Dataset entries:
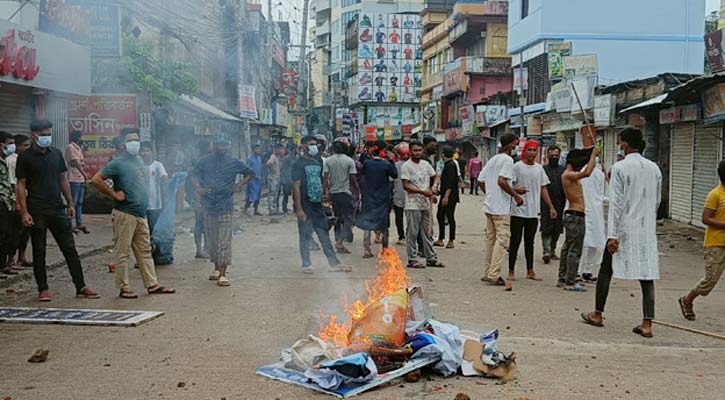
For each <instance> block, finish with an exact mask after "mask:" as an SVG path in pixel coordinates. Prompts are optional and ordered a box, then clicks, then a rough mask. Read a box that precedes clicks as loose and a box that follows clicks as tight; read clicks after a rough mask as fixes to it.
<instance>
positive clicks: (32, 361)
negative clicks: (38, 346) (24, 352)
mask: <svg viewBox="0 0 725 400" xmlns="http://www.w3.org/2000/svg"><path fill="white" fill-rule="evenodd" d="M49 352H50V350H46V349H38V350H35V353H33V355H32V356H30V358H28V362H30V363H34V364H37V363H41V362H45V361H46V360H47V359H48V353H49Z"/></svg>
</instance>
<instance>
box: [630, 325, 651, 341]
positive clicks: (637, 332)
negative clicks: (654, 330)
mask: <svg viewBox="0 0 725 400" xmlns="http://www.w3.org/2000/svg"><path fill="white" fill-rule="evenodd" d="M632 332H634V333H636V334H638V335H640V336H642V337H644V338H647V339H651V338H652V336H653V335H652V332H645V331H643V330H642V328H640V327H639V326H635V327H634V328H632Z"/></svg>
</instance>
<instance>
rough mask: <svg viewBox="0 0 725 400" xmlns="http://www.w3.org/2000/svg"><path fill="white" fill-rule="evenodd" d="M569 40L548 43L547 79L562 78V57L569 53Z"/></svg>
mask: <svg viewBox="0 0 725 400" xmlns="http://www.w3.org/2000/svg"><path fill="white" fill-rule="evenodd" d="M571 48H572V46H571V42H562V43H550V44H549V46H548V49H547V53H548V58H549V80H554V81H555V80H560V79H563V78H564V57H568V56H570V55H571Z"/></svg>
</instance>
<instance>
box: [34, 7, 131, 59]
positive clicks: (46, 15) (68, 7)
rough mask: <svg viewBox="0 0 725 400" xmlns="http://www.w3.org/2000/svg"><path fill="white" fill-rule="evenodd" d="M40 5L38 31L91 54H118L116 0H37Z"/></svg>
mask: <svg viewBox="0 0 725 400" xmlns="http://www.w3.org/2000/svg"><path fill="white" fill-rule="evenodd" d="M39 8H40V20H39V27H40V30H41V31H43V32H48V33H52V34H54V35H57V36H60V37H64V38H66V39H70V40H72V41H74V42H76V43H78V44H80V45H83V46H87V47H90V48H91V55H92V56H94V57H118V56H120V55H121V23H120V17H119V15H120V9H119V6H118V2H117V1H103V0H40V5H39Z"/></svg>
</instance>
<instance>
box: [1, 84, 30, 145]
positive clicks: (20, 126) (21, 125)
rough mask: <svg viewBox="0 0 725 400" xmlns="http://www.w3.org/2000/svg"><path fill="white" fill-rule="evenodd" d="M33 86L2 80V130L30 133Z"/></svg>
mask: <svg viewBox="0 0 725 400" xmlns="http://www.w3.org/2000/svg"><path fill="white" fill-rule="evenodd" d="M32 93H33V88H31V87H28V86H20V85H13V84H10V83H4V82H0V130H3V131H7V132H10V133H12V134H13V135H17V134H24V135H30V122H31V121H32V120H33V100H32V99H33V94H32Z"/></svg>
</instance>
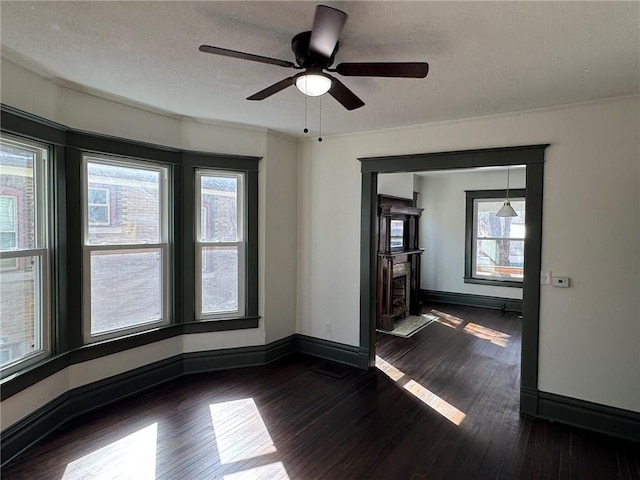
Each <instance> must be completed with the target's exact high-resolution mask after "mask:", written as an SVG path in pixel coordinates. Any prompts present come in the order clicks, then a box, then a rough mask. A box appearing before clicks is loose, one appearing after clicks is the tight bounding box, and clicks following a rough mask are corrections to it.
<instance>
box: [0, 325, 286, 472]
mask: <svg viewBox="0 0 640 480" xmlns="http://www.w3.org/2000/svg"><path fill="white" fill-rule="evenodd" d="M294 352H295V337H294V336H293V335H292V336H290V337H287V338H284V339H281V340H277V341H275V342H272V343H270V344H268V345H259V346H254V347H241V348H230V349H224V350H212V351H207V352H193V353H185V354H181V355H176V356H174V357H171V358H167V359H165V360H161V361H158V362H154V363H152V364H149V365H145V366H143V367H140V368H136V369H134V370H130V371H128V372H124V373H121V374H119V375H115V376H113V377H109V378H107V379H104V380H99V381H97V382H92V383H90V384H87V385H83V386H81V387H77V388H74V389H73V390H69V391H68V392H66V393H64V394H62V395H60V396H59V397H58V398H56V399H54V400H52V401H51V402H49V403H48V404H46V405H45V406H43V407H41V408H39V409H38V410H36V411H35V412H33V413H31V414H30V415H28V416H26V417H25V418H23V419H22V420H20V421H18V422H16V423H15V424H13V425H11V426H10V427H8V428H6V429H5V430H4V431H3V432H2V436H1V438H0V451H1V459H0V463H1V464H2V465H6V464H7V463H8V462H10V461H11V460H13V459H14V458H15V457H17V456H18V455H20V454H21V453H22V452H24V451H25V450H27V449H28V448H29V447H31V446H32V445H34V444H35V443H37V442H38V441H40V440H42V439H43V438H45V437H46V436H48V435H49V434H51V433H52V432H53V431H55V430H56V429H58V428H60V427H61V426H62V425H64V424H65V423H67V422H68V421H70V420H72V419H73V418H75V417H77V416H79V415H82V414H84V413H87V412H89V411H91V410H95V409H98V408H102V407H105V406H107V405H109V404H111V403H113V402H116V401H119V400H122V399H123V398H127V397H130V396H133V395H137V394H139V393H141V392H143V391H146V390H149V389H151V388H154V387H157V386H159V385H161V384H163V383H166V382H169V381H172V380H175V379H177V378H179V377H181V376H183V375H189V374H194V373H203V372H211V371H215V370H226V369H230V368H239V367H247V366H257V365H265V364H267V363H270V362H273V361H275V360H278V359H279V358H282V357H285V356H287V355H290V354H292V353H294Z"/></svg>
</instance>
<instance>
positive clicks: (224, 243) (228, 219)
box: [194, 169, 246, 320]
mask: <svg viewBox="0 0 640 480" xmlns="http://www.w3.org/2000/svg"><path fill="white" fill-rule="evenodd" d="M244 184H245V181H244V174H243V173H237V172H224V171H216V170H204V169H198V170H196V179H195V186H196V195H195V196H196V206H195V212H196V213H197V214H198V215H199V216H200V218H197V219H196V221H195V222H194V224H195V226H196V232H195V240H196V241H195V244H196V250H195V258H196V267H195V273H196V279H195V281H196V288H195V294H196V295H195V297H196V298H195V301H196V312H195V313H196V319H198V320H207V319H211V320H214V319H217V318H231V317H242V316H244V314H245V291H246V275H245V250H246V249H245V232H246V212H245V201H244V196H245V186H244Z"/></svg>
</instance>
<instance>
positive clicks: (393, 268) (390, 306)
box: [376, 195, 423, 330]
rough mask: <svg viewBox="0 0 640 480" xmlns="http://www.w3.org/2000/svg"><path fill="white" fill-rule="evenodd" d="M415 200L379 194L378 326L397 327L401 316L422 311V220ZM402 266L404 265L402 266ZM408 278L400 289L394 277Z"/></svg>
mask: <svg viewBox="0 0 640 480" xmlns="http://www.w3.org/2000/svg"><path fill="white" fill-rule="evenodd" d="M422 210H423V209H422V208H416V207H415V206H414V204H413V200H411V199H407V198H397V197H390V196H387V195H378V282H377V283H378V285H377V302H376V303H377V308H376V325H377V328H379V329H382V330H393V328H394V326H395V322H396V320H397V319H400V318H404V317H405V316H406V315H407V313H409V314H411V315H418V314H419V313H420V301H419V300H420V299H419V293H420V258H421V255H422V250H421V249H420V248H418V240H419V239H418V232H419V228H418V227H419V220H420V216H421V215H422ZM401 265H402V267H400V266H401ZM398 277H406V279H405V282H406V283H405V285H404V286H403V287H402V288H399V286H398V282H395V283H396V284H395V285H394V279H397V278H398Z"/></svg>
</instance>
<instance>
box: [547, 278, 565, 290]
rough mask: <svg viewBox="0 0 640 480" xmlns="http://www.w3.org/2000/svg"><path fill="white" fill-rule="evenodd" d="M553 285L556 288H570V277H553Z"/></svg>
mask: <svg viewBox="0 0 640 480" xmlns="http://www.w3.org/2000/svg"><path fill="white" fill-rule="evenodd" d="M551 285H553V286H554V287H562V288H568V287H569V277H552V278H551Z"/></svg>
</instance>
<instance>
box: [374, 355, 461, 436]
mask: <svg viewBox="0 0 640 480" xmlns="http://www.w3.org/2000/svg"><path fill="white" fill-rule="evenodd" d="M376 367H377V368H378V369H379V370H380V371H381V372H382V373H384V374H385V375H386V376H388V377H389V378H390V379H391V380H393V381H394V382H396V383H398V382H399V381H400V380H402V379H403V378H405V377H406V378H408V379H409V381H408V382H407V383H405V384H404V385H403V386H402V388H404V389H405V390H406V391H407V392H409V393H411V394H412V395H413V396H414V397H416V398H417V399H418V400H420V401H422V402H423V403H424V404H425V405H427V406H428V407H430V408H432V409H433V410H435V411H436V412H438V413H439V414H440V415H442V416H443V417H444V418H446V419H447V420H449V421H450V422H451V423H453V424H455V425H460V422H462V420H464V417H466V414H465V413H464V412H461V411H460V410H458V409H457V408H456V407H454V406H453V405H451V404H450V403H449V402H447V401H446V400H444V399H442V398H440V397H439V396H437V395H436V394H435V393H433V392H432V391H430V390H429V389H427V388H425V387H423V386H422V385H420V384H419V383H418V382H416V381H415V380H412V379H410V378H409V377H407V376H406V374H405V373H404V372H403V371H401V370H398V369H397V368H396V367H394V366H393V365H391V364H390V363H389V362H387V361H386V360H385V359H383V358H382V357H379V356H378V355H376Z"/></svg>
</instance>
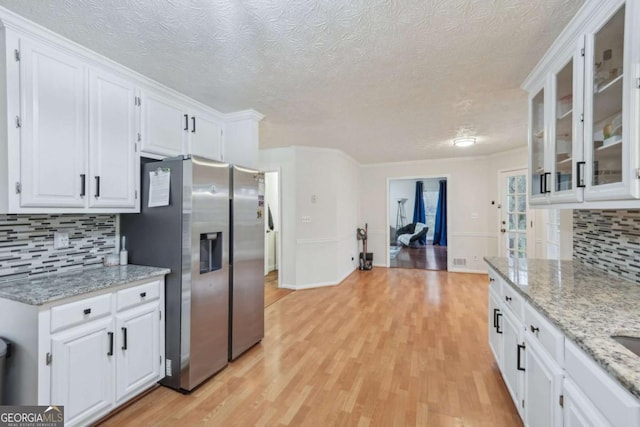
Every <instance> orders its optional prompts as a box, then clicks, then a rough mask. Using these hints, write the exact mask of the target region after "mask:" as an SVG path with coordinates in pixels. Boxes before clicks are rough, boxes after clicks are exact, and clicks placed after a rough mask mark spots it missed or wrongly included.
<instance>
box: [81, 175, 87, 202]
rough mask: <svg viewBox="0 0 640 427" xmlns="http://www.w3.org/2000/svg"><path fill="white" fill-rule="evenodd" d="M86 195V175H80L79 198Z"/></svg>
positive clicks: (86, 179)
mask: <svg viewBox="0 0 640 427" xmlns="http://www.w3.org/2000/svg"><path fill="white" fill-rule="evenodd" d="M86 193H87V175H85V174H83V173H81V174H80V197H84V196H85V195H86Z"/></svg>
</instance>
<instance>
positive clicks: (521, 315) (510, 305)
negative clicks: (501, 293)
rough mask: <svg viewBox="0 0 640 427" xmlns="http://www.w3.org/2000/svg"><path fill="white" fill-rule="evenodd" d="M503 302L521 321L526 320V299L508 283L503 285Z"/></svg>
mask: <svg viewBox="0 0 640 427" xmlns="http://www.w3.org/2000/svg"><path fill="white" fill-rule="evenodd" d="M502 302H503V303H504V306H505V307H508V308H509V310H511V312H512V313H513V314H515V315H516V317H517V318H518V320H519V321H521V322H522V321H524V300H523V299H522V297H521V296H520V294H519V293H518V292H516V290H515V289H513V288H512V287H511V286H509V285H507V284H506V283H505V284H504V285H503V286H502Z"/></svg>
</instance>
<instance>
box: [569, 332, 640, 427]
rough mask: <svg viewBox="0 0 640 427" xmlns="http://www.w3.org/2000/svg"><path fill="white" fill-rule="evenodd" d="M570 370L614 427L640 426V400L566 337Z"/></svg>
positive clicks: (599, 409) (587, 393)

▸ **Directions for this task**
Find the string "optional" in the records, then copy each line where it occurs.

▸ **Task output**
For each <instance> block, finish with an exact mask after "mask:" as an SVG path in pixel coordinates. Prompts are optional and ordered a box, then clicks, then a rough mask. Read a box that precedes clicks as loose and a box that follows clicks as tight; read clicks after a rough mask as fixes to it.
Every <instance> orders its optional prompts as a box, then clicks, then a rough mask. Using these hints, write the exact mask of the target region after "mask:" as an SVG path with coordinates in pixels. Boxes before clicks are rough, boxes after clicks are exact, and clicks placed after a rough mask mark spots it missed or wrongly included.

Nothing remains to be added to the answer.